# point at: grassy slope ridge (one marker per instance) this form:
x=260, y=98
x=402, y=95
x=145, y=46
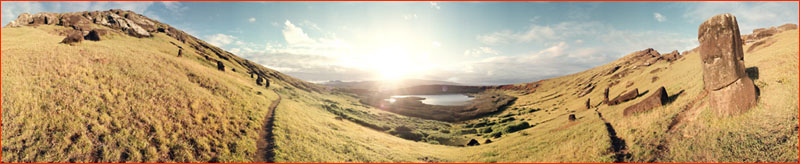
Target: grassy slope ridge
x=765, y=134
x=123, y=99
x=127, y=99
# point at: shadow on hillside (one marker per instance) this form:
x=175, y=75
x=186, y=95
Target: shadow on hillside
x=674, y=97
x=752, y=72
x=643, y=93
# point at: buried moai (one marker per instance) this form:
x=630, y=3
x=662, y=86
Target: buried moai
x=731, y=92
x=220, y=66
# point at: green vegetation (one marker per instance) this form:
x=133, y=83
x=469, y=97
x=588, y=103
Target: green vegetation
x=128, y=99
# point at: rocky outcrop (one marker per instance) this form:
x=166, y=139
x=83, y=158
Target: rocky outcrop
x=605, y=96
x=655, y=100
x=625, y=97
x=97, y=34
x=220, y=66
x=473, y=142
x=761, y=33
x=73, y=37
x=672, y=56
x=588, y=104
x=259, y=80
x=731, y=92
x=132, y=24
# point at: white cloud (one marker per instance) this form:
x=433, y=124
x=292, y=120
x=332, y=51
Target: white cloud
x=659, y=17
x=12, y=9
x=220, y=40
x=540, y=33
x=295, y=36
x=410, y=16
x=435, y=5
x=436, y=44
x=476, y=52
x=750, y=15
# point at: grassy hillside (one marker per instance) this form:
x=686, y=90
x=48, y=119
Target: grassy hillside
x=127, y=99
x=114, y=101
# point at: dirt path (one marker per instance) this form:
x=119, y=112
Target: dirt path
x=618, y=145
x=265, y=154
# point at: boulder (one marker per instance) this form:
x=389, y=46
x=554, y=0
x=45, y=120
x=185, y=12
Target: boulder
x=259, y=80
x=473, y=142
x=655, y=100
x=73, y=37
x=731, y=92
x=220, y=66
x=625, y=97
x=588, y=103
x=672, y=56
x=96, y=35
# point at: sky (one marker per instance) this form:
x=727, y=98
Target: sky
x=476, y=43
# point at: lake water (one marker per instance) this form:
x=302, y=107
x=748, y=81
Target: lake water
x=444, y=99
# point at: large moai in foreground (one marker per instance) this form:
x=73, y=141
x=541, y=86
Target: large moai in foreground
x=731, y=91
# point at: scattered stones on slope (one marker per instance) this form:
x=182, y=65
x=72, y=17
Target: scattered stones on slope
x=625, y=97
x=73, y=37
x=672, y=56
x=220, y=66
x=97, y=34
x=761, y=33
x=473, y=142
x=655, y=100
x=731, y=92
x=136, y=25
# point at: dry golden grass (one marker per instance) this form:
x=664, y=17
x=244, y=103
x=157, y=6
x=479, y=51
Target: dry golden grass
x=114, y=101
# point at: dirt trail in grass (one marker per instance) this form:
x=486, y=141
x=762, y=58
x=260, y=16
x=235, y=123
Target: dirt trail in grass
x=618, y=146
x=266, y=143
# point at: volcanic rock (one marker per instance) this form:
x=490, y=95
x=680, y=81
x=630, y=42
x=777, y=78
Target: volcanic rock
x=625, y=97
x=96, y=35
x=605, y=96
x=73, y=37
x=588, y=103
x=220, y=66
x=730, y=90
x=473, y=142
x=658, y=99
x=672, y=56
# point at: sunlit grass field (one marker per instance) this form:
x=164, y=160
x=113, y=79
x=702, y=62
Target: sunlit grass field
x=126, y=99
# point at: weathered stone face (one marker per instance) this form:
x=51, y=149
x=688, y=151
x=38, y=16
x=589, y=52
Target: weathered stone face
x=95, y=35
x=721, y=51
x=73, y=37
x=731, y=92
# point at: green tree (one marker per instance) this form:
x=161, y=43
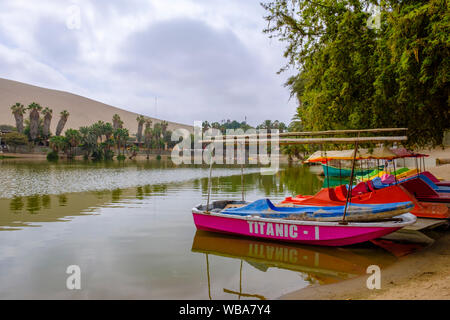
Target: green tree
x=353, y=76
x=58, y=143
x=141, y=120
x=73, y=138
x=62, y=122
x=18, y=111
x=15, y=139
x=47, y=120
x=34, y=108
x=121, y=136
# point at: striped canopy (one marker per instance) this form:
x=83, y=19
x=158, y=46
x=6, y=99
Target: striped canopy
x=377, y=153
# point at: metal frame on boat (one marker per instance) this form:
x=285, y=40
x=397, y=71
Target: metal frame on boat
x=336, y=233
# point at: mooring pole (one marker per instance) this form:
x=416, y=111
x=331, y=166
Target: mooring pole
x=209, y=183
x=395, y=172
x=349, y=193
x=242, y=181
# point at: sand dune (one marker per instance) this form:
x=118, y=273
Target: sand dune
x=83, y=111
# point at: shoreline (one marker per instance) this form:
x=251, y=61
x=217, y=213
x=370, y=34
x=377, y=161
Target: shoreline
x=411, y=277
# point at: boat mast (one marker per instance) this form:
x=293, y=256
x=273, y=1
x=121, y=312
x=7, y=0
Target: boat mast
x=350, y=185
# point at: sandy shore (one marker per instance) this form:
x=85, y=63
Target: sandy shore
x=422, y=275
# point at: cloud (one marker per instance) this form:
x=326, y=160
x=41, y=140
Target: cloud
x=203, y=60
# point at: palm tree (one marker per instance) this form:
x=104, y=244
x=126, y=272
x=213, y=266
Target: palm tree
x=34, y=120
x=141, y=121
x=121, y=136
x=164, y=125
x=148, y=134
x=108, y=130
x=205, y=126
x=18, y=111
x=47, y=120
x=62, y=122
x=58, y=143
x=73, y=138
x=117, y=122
****************************************
### ASSIGNED TASK
Your answer is an exact copy of the records above, stripped of pictures.

### SOLUTION TO THE PROBLEM
# point at: grassy slope ridge (one marker per instance) this form:
x=260, y=98
x=402, y=95
x=145, y=46
Target: grassy slope ridge
x=765, y=134
x=123, y=99
x=127, y=99
# point at: shadow on hillside (one marker per instance) this form:
x=175, y=75
x=186, y=95
Target: shadow on hillside
x=674, y=97
x=752, y=72
x=643, y=93
# point at: buried moai (one marker per instance) this form:
x=630, y=3
x=662, y=86
Target: buried moai
x=731, y=92
x=220, y=66
# point at: green vegetation (one marker per instance) this form:
x=133, y=83
x=469, y=97
x=588, y=103
Target: green vegetation
x=128, y=99
# point at: rocky outcrop (one marker per instance) this form:
x=166, y=139
x=83, y=158
Target: rocky outcrop
x=605, y=96
x=655, y=100
x=625, y=97
x=97, y=34
x=220, y=66
x=473, y=142
x=761, y=33
x=73, y=37
x=672, y=56
x=588, y=104
x=259, y=80
x=731, y=92
x=132, y=24
# point at: white cloud (one marker per instance) this form:
x=433, y=124
x=292, y=120
x=332, y=51
Target: white cloud
x=659, y=17
x=12, y=9
x=220, y=40
x=540, y=33
x=295, y=36
x=410, y=16
x=435, y=5
x=436, y=44
x=476, y=52
x=750, y=15
# point at: grassy hillside (one marker per instance) this form:
x=686, y=90
x=48, y=119
Target: grassy hillside
x=127, y=99
x=114, y=101
# point at: dirt path (one marker per instance) this form:
x=119, y=112
Target: dirt path
x=618, y=145
x=265, y=154
# point at: boulder (one marker per instance) this form:
x=389, y=46
x=554, y=0
x=45, y=120
x=185, y=12
Target: boulder
x=259, y=80
x=473, y=142
x=655, y=100
x=73, y=37
x=731, y=92
x=220, y=66
x=625, y=97
x=588, y=103
x=672, y=56
x=96, y=35
# point at: sky (one marker per instance) this form:
x=727, y=98
Target: sky
x=476, y=43
# point at: lake water (one marker per instance) this form:
x=302, y=107
x=748, y=81
Target: lake water
x=444, y=99
# point at: large moai in foreground (one marker per instance) this form:
x=73, y=141
x=541, y=86
Target: large moai in foreground
x=731, y=91
# point at: scattered stones on slope (one marker per instance) this form:
x=182, y=65
x=72, y=17
Target: scattered stones on slope
x=625, y=97
x=73, y=37
x=672, y=56
x=220, y=66
x=97, y=34
x=761, y=33
x=473, y=142
x=655, y=100
x=731, y=92
x=136, y=25
# point at: dry golden grass (one marker per instance) this form:
x=664, y=17
x=244, y=103
x=157, y=6
x=479, y=51
Target: dry golden grass
x=114, y=101
# point at: dirt trail in grass (one marker per instance) this form:
x=486, y=141
x=762, y=58
x=260, y=16
x=235, y=123
Target: dirt trail in grass
x=618, y=146
x=266, y=143
# point at: volcanic rock (one marker per instance) this form:
x=490, y=95
x=680, y=81
x=630, y=42
x=777, y=78
Target: volcanic rock
x=625, y=97
x=96, y=35
x=605, y=96
x=73, y=37
x=588, y=103
x=220, y=66
x=730, y=90
x=473, y=142
x=658, y=99
x=672, y=56
# point at: sunlit grass field (one marker per instance) this form:
x=164, y=160
x=113, y=79
x=702, y=62
Target: sunlit grass field
x=126, y=99
# point at: weathered stone face (one marker per instance) this form:
x=51, y=149
x=688, y=151
x=38, y=16
x=589, y=52
Target: weathered stone face
x=95, y=35
x=721, y=51
x=73, y=37
x=731, y=92
# point at: green tree (one marker per instance) this form:
x=161, y=43
Target: green tree
x=353, y=76
x=58, y=143
x=141, y=120
x=73, y=138
x=62, y=122
x=18, y=111
x=15, y=139
x=47, y=120
x=34, y=108
x=121, y=136
# point at: striped canopy (one marker per instance) this form:
x=83, y=19
x=158, y=46
x=6, y=99
Target: striped canopy
x=377, y=153
# point at: metal frame on boat (one marker per instance) this form:
x=285, y=40
x=397, y=71
Target: metal frame on boat
x=336, y=233
# point at: mooring pole (one marker per instance) this form:
x=416, y=111
x=331, y=166
Target: mooring pole
x=209, y=183
x=395, y=172
x=349, y=193
x=242, y=181
# point at: sand dune (one marker per instance) this form:
x=118, y=273
Target: sand dune
x=83, y=111
# point at: shoreline (one marker per instance) this form:
x=251, y=61
x=217, y=213
x=370, y=34
x=377, y=161
Target: shoreline
x=411, y=277
# point at: boat mast (one marker per instance) this form:
x=293, y=256
x=273, y=1
x=121, y=312
x=7, y=0
Target: boat mast
x=350, y=185
# point at: sandy shore (one marker per instance) this form:
x=85, y=63
Target: sandy shore
x=422, y=275
# point at: cloud (one marker per instance) this form:
x=326, y=160
x=41, y=140
Target: cloud
x=203, y=60
# point at: palm tree (one marker per instance) this form:
x=104, y=244
x=126, y=272
x=213, y=266
Target: palm tree
x=34, y=120
x=141, y=121
x=121, y=136
x=164, y=125
x=148, y=134
x=108, y=130
x=205, y=126
x=18, y=111
x=47, y=120
x=62, y=122
x=58, y=143
x=73, y=138
x=117, y=122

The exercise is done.